» DIRECTIONS FOR THIS TASK:
Repeat the lines below word for word, leaving out the pictures.

» INFORMATION SHOWN:
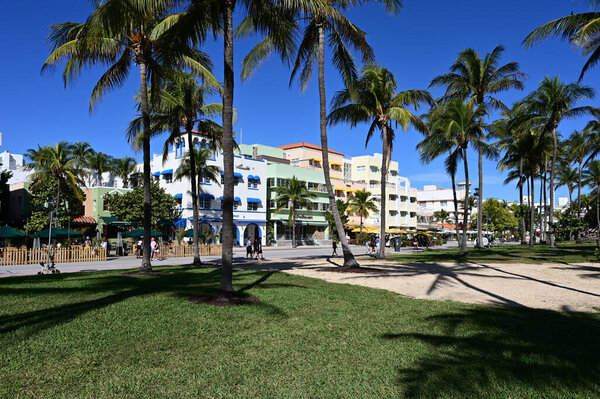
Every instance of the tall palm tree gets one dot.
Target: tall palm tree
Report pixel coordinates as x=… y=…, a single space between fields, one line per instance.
x=567 y=177
x=182 y=106
x=579 y=147
x=581 y=30
x=124 y=168
x=362 y=203
x=472 y=77
x=200 y=17
x=119 y=34
x=99 y=163
x=57 y=163
x=373 y=99
x=461 y=122
x=591 y=177
x=325 y=25
x=547 y=106
x=293 y=195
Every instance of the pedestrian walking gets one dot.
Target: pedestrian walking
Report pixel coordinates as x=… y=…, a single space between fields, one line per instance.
x=258 y=249
x=249 y=253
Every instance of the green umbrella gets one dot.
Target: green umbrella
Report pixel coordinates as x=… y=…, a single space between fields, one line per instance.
x=140 y=233
x=10 y=232
x=190 y=233
x=56 y=233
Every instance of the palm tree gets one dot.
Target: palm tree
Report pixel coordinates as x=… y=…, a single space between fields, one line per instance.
x=441 y=216
x=124 y=168
x=579 y=147
x=591 y=177
x=325 y=25
x=568 y=177
x=99 y=163
x=547 y=106
x=120 y=34
x=472 y=77
x=581 y=30
x=362 y=203
x=181 y=106
x=373 y=99
x=293 y=195
x=56 y=163
x=461 y=122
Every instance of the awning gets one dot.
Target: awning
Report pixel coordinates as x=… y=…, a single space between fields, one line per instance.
x=84 y=220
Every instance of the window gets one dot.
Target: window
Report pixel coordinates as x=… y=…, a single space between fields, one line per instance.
x=204 y=203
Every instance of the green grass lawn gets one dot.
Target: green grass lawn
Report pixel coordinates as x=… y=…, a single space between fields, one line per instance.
x=567 y=252
x=109 y=335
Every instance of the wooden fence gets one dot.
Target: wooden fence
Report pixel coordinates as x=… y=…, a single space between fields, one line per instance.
x=183 y=251
x=16 y=256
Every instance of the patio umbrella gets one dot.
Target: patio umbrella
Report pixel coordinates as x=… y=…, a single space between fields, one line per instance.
x=11 y=232
x=190 y=233
x=140 y=233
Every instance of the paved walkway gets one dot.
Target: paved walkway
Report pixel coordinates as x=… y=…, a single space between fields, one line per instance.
x=571 y=288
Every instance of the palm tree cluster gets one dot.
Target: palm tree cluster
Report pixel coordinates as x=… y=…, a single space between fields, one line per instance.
x=163 y=40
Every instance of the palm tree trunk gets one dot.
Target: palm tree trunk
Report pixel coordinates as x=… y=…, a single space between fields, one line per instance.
x=293 y=211
x=382 y=209
x=196 y=261
x=532 y=209
x=146 y=265
x=578 y=240
x=463 y=243
x=480 y=203
x=227 y=256
x=523 y=240
x=348 y=256
x=551 y=187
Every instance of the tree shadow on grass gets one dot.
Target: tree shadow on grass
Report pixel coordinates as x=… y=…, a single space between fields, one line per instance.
x=503 y=352
x=116 y=289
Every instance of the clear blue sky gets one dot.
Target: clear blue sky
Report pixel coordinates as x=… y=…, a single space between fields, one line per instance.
x=417 y=45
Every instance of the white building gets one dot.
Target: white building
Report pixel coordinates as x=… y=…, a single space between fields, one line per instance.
x=433 y=199
x=14 y=163
x=250 y=192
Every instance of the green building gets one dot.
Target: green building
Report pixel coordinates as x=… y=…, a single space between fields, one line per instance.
x=311 y=225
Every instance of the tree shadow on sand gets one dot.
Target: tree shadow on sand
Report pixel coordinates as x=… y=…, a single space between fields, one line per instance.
x=502 y=352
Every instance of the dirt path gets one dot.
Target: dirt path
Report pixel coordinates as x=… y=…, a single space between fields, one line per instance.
x=572 y=288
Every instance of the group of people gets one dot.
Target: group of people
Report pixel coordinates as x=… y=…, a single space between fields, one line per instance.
x=254 y=250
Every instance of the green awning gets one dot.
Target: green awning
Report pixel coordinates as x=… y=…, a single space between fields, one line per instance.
x=114 y=221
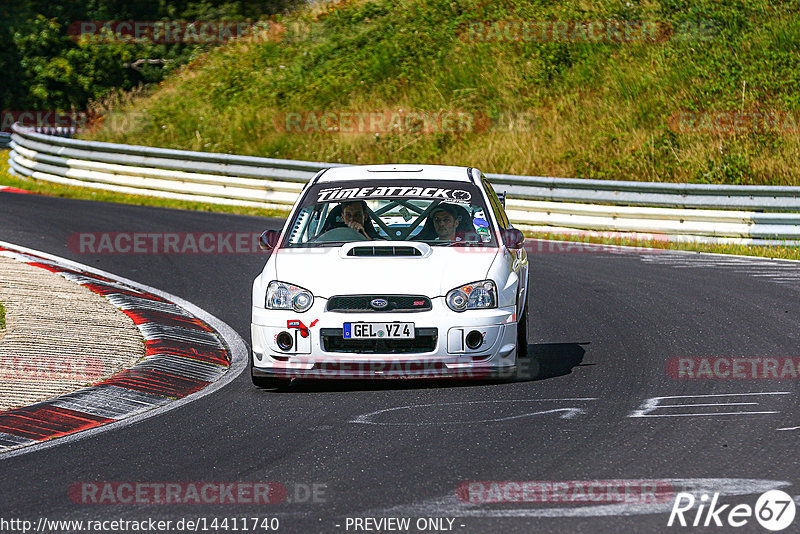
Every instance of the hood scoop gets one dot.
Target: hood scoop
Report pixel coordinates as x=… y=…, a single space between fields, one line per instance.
x=386 y=249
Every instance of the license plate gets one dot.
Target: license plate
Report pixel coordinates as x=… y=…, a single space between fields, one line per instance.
x=379 y=330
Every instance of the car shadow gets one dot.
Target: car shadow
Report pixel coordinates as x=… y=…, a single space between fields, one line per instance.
x=547 y=360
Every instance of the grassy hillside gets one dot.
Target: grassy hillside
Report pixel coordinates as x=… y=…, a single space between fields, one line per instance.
x=559 y=106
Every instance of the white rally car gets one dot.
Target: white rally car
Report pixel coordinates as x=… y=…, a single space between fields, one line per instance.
x=391 y=271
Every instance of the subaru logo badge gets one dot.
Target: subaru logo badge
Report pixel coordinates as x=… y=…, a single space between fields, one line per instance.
x=379 y=304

» ANSWER IN FULL:
Every instance of the tall palm tree gets one dot.
Target: tall palm tree
Report pixel coordinates as x=… y=…, a single space between fields, one line per instance.
x=567 y=177
x=182 y=106
x=579 y=147
x=581 y=30
x=124 y=168
x=362 y=203
x=472 y=77
x=200 y=17
x=119 y=34
x=99 y=163
x=57 y=163
x=373 y=99
x=461 y=122
x=591 y=177
x=325 y=25
x=547 y=106
x=293 y=195
Every instance of the pedestrian walking gets one dot.
Target: pedestrian walking
Report pixel coordinates as x=… y=…, a single space between fields, one line per instance.
x=258 y=249
x=249 y=253
Every instance of the green umbrella gets one dot.
Target: green umbrella
Report pixel coordinates as x=… y=…, a single space between fields, one line per instance.
x=140 y=233
x=10 y=232
x=190 y=233
x=56 y=233
Every instance of the palm tree gets one dot.
Target: palm tree
Report pixel coordinates as x=… y=…, a single space between fields, one line per instance.
x=441 y=216
x=124 y=168
x=579 y=147
x=591 y=177
x=325 y=25
x=568 y=177
x=99 y=163
x=547 y=106
x=120 y=34
x=472 y=77
x=581 y=30
x=362 y=203
x=181 y=106
x=373 y=99
x=293 y=195
x=56 y=163
x=461 y=122
Every instance of the awning gets one dot.
Target: awning
Report pixel coordinates as x=… y=…, a single space between fields, one line per instance.
x=84 y=220
Every instance of the window gets one dot.
Target: window
Report pixel coordinates as x=… y=…, a single space between fields, one line per instance.
x=204 y=203
Every instance of the green grass lawn gets one dot.
Target: green grass lawn
Report pixel coordinates as x=… y=…, a single space between fields, one line per instance.
x=567 y=252
x=109 y=335
Every instance of the wooden fence gets one dot.
Target: wooden fence
Report pixel coordinates as x=… y=…, a single space between fields, one line per instance.
x=183 y=251
x=16 y=256
Every instance of the patio umbrella gets one dot.
Target: patio umbrella
Report pixel coordinates as x=… y=…, a single space between fields, one line per instance.
x=11 y=232
x=190 y=233
x=140 y=233
Every instance of the paved walkway gets one dot.
Target: paved walkway
Report pixel coordinates as x=… y=…, a single space between fields, one line per instance.
x=571 y=288
Every instance of the palm tree cluster gets one dot.
Target: palm tree cluster
Report pixel coordinates as x=… y=…, a single space between fields, one line per instance.
x=163 y=40
Every instance of the palm tree trunk gets one dot.
Target: palm tree trunk
Report pixel coordinates as x=… y=…, a single space between fields, one line per instance.
x=293 y=211
x=382 y=209
x=196 y=261
x=532 y=209
x=146 y=265
x=578 y=240
x=463 y=243
x=480 y=203
x=227 y=256
x=523 y=240
x=348 y=256
x=551 y=187
Every instance of the tree shadow on grass gets one dot.
Target: tree shadow on grass
Report pixel coordinates as x=… y=…, a single space between fields, one line per instance.
x=503 y=352
x=116 y=289
Every instance of the clear blue sky gets one dot.
Target: clear blue sky
Report pixel coordinates as x=… y=…, a single space between fields, one line per instance.
x=417 y=45
Every instance of the white building gets one dot.
Target: white building
Report pixel coordinates as x=… y=…, a single space between fields, one line per instance.
x=433 y=199
x=14 y=163
x=250 y=192
Every instance of the green building gets one dot.
Target: green building
Report pixel coordinates as x=… y=…, a single space between fields, one line per instance.
x=311 y=225
Every instance of the tree shadow on sand gets one dot.
Target: tree shadow on sand
Report pixel coordinates as x=… y=…, a single space between fields, one line per instance.
x=502 y=352
Every instance of the dirt path gets one dot.
Target: dirt path
Report pixel coordinates as x=… y=…, a single space between fields, one line per instance.
x=572 y=288
Every instance of the group of people gets one dot.
Target: group of people
Report pixel coordinates as x=… y=…, a single space between fields, one line per instance.
x=254 y=250
Every instance of the green awning gets one dot.
Target: green awning
Report pixel coordinates as x=… y=…, a single space between fields, one line per instance.
x=114 y=221
Every instance of the hood scoop gets one dot.
Target: hood scoop
Report pixel coordinates as x=… y=…, a single space between fields, one line per instance.
x=386 y=249
Every instance of the license plate gets one dot.
Target: license plate
Report pixel coordinates as x=… y=…, a single space between fields, one line per instance.
x=379 y=330
Every instance of the car shadow gets one dot.
Target: car shadow
Report pixel coordinates as x=… y=…, a single space between fields, one line per instance.
x=547 y=360
Every instance of the grassy hillside gets one dot.
Target: grassy hillside
Report pixel coordinates as x=… y=…, a single space between fields, one line per instance.
x=559 y=106
Every instance of the white rally car gets one dot.
Target: white rally car
Report pixel coordinates as x=… y=…, a single space between fields, one line per instance.
x=391 y=271
Every instance of the subaru logo badge gets one dot.
Target: subaru logo badge
Report pixel coordinates as x=… y=…, a single space between fields, one line per instance.
x=379 y=304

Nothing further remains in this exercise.